- **PROMPT**: Read the data and repeat all of it exactly.

- **MATERIAL FOR THE TASK**:

* * *

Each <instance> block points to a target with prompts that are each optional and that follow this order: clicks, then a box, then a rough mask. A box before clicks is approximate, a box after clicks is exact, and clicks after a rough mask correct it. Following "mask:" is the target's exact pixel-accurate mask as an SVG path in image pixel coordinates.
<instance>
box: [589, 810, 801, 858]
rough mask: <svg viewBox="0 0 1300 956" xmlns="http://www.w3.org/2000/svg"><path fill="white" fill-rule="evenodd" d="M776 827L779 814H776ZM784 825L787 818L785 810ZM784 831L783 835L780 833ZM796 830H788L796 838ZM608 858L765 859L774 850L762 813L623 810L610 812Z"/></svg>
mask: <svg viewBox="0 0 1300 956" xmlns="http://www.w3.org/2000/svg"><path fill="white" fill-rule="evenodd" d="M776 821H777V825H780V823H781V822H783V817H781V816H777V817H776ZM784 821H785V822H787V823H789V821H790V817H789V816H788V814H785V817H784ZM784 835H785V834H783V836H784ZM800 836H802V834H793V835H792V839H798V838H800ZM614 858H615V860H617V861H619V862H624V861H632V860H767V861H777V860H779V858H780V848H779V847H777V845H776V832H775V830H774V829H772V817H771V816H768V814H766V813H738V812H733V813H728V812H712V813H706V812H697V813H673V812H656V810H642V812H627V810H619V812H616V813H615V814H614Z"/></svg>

* * *

- **SOLUTION FOR THIS EXERCISE**:
Each <instance> block points to a target with prompts that are each optional and that follow this order: clicks, then a box, then a rough mask. A box before clicks is approximate, a box after clicks is exact, and clicks after a rough mask correct it. Following "mask:" is the target's exact pixel-accurate mask as an SVG path in image pixel coordinates.
<instance>
box: [589, 810, 801, 858]
rough mask: <svg viewBox="0 0 1300 956" xmlns="http://www.w3.org/2000/svg"><path fill="white" fill-rule="evenodd" d="M776 827L779 814H776ZM784 825L787 818L785 810ZM784 831L783 835L780 833ZM796 830H788L796 838ZM608 858L765 859L774 850L762 813L623 810L610 812Z"/></svg>
mask: <svg viewBox="0 0 1300 956" xmlns="http://www.w3.org/2000/svg"><path fill="white" fill-rule="evenodd" d="M776 821H777V825H780V823H781V822H783V817H781V816H777V817H776ZM784 821H785V822H787V823H789V821H790V817H789V816H788V814H785V817H784ZM784 835H785V834H783V836H784ZM800 836H802V834H793V835H792V839H798V838H800ZM614 858H615V860H617V861H619V862H624V861H632V860H767V861H777V860H779V858H780V848H779V847H777V845H776V832H775V830H774V829H772V817H771V816H768V814H766V813H738V812H733V813H728V812H712V813H706V812H697V813H673V812H656V810H642V812H627V810H619V812H616V813H615V814H614Z"/></svg>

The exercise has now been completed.